## What you need to do
Please repeat all the entries. Nothing may differ.

## Extracted entries
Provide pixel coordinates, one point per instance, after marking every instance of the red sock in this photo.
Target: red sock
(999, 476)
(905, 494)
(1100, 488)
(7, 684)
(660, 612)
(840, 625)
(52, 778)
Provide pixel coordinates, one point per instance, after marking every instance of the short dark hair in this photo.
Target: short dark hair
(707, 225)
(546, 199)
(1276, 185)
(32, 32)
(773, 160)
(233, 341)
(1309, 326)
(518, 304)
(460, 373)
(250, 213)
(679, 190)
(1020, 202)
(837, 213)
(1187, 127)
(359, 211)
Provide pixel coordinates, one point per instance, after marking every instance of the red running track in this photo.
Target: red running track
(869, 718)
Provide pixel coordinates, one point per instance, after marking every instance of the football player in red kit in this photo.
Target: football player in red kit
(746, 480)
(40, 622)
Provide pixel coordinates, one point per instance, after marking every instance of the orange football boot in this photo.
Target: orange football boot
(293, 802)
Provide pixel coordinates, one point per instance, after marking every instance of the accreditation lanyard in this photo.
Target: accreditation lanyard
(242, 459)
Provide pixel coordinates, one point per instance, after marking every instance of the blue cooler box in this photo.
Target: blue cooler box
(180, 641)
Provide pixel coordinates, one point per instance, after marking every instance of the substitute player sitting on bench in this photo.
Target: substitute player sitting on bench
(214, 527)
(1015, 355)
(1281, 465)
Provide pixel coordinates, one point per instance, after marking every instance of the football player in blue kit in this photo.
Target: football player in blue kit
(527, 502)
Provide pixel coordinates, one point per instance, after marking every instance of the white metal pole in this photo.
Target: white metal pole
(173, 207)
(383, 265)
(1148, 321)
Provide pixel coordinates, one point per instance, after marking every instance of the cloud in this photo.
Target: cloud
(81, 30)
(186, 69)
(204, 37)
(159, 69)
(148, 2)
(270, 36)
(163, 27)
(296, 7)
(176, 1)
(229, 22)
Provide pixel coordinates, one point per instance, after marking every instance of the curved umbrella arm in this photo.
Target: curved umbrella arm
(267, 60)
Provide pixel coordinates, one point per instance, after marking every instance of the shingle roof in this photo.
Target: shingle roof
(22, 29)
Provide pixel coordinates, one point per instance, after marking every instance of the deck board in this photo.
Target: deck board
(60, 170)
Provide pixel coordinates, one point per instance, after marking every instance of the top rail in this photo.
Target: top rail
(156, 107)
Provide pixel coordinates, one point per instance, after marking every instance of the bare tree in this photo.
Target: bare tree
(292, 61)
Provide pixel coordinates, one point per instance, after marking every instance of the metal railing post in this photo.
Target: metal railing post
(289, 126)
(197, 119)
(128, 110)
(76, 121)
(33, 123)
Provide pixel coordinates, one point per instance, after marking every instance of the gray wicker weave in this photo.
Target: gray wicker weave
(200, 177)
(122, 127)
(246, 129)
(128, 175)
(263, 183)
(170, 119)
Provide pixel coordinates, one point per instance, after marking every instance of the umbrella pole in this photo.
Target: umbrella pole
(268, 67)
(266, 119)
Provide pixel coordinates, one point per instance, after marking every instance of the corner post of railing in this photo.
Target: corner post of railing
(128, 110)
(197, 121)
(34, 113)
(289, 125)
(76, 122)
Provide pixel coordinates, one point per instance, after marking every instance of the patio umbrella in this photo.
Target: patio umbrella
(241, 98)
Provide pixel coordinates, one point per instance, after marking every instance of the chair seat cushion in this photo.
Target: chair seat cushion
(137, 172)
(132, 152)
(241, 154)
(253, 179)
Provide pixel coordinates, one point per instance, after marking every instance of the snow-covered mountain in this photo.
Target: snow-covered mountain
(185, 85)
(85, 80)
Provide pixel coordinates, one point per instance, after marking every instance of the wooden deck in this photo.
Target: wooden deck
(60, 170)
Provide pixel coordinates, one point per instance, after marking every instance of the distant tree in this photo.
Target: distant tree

## Solution for this task
Provide pixel coordinates, one point per instance, after marking every instance of the red sock in this photo.
Target: red sock
(999, 476)
(905, 494)
(1100, 488)
(7, 684)
(660, 612)
(840, 625)
(52, 778)
Provide pixel coordinates, one point per instance, after marking every instance of the short dark hair in this photo.
Target: short dark hair
(707, 225)
(546, 199)
(1276, 185)
(32, 32)
(773, 160)
(233, 341)
(1309, 326)
(518, 304)
(460, 373)
(250, 213)
(679, 190)
(1020, 202)
(837, 213)
(1187, 127)
(359, 211)
Provide pixel coordinates, one point per instance, after marking every instance of the red running track in this photo.
Target: red running track
(869, 718)
Provide pixel coordinates, one point per instance, after marking every instance of the football player in red kit in this photo.
Target: football player in red kit
(746, 480)
(40, 622)
Provide pixel coordinates, one point per instance, after marking every instance of the orange football boot in this photo.
Target: orange football boot
(293, 802)
Provide pixel coordinates, one point per instance, after marking every instance of the accreditation lanyard in this photo.
Target: accreditation lanyard
(242, 459)
Provide pixel coordinates, one point per instance, after marking every instance of the blue cooler box in this photo.
Target: blue cooler box
(180, 641)
Provide pixel coordinates, one point per instance, after marking every instance of the substitute player sitting on bench in this photo.
Target: substitute player sitting on bench
(214, 527)
(1015, 355)
(1281, 465)
Provide pixel coordinates, one point per instance, after marking every instance of the football player in blue kit in this photo.
Target: football player in blue kit
(527, 502)
Provide pixel coordinates, one point per instance, after marking every instance of the white metal pole in this photo.
Target: white metal pole
(173, 207)
(383, 265)
(1148, 321)
Provide pixel coordinates, one point per instance, after marking every instance of the cloud in this photo.
Target: cloud
(81, 30)
(186, 69)
(204, 37)
(159, 69)
(148, 2)
(270, 36)
(163, 27)
(296, 7)
(176, 1)
(229, 22)
Provide pixel coordinates, one point per instance, after marking every instance of the curved umbrella arm in this photo.
Target: curved umbrella arm
(267, 60)
Provide pixel coordinates, one point per instance, after marking every instance of the shingle roof in this photo.
Target: shingle roof
(22, 29)
Provide pixel coordinates, one point per instance, after marking every instance of the deck board in this photo.
Target: deck board
(60, 170)
Provide pixel coordinates, one point per instance, after marking every instance of the top rail in this photo.
Target: top rail
(156, 107)
Provide pixel coordinates, one point per instance, after marking every instance of the bare tree in this photo.
Target: bare tree
(292, 61)
Provide pixel coordinates, one point per instance, after marking every instance of the metal railing post in this photo.
Target: metal railing post
(289, 126)
(197, 119)
(128, 110)
(76, 121)
(33, 123)
Provide pixel coordinates, one point per instance, after marking every instance of the gray wicker weave in this photo.
Target: gray wicker weave
(200, 177)
(122, 127)
(246, 129)
(128, 175)
(263, 183)
(170, 119)
Provide pixel coordinates, one point per instance, after marking every instance of the umbrella pole in this photo.
Target: umbrella pole
(268, 67)
(266, 119)
Provide pixel coordinates, one point per instance, after marking every instance of the corner post of railing in this photo.
Target: corner post of railing
(128, 110)
(197, 121)
(34, 113)
(289, 125)
(76, 122)
Provide pixel coordinates, one point per instance, after marking every instance of the patio umbrella in this photo.
Target: patio umbrella
(241, 98)
Provide pixel coordinates, one point per instance, after marking every instance of the chair seat cushion in this photo.
Target: chair seat cushion
(137, 172)
(132, 152)
(241, 154)
(253, 179)
Provide pixel coordinates, one point per instance, after marking every instance of the snow-covered mountain in this photo.
Target: snow-covered mountain
(185, 85)
(85, 80)
Provide pixel coordinates, one point per instance, after marking every instance of the wooden deck in this photo.
Target: wooden deck
(60, 170)
Provide pixel coordinates, one point per instance, after marking every instance of the distant tree in this photo.
Target: distant tree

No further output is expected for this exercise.